------ MATERIAL PROVIDED ------

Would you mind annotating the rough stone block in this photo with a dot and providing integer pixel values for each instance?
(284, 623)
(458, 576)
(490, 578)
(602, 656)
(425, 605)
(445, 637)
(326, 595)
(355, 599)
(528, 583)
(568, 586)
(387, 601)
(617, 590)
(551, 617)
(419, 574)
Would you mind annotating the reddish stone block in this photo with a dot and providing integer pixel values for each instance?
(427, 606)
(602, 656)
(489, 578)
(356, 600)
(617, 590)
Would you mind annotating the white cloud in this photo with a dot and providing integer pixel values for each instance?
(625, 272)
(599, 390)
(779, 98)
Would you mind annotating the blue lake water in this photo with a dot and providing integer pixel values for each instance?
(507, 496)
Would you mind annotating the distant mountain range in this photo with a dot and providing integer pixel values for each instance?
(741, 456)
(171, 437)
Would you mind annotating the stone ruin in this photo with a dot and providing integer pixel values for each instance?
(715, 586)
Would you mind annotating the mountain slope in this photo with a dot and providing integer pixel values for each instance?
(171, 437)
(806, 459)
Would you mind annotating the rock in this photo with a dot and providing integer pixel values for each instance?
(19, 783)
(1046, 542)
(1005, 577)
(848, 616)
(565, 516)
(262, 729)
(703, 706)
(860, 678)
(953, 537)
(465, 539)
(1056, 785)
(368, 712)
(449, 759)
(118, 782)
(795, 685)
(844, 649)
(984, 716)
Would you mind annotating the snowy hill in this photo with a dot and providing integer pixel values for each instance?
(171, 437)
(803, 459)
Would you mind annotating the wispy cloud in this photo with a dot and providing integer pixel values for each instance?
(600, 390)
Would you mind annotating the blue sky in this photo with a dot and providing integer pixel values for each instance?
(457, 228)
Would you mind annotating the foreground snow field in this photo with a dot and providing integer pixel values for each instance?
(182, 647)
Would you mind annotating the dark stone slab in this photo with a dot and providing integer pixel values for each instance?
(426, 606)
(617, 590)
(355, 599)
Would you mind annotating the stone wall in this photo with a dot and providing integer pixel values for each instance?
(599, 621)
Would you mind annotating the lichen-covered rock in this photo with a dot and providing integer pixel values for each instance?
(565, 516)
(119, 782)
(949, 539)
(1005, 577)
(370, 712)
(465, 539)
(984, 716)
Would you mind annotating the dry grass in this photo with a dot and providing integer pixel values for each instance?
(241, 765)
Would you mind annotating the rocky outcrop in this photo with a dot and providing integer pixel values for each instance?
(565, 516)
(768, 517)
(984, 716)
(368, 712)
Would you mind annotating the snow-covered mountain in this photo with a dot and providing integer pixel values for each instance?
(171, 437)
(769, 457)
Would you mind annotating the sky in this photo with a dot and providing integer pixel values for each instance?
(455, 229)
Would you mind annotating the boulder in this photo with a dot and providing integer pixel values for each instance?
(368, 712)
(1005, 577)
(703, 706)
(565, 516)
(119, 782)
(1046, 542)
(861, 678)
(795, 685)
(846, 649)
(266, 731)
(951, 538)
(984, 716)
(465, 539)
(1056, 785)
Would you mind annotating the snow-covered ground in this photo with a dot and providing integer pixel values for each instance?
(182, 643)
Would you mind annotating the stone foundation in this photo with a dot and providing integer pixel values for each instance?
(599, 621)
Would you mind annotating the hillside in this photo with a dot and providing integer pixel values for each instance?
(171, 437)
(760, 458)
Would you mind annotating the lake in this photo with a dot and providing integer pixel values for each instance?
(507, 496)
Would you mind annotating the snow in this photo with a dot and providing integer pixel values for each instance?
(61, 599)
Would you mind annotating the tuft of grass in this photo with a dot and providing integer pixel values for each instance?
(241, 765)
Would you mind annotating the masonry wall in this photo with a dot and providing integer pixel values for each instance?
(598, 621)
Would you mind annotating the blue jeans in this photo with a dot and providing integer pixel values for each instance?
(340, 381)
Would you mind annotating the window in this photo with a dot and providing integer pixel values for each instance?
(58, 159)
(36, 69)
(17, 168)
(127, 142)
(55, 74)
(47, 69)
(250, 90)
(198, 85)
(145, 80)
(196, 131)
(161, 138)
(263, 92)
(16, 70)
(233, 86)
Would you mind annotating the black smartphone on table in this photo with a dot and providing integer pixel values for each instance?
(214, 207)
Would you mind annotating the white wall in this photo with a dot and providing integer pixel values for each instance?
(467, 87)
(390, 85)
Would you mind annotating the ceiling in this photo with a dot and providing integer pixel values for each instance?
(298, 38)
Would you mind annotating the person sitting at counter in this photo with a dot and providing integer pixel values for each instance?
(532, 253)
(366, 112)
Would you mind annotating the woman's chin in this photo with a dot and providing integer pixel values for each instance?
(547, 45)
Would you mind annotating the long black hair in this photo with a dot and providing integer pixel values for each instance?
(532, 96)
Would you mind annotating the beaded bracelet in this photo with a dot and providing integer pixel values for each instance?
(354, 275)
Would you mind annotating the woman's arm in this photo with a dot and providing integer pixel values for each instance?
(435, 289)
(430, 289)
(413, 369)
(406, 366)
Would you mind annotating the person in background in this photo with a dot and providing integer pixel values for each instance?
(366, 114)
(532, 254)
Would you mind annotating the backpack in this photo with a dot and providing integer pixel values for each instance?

------

EXERCISE: Only the lines from the one with "Would you mind annotating the white wall" through the last line of the records belong in the answer, each copied exactly.

RESPONSE TO THIS TASK:
Would you mind annotating the white wall in this photo with a dot and providing integer pixel values for each instance?
(467, 87)
(390, 85)
Would you mind annotating the ceiling in this photo with a dot and providing integer pixel values for each instance?
(298, 38)
Would you mind annotating the person sitting at counter in this photo with a dot and providing integer pixel values for each instance?
(532, 253)
(366, 112)
Would you mind annotating the woman's chin in this photo with a dot and providing integer pixel values for each instance?
(547, 45)
Would you mind annotating the long black hair in this photo with a dot and providing integer pixel values for each instance?
(532, 96)
Would you mind annotating the beaded bracelet in this photo with a dot and providing integer pixel values for each instance?
(354, 275)
Would you mind annotating the woman's arm in this photo with a dot and providing integer pixel values for each instance?
(435, 289)
(430, 289)
(413, 369)
(406, 366)
Would you mind annotating the person in background in this photo with a dot and providing integer pixel values for each instance?
(366, 114)
(532, 254)
Would you mind annotating the backpack in this photo with a dot and providing integer pixel values for each instance?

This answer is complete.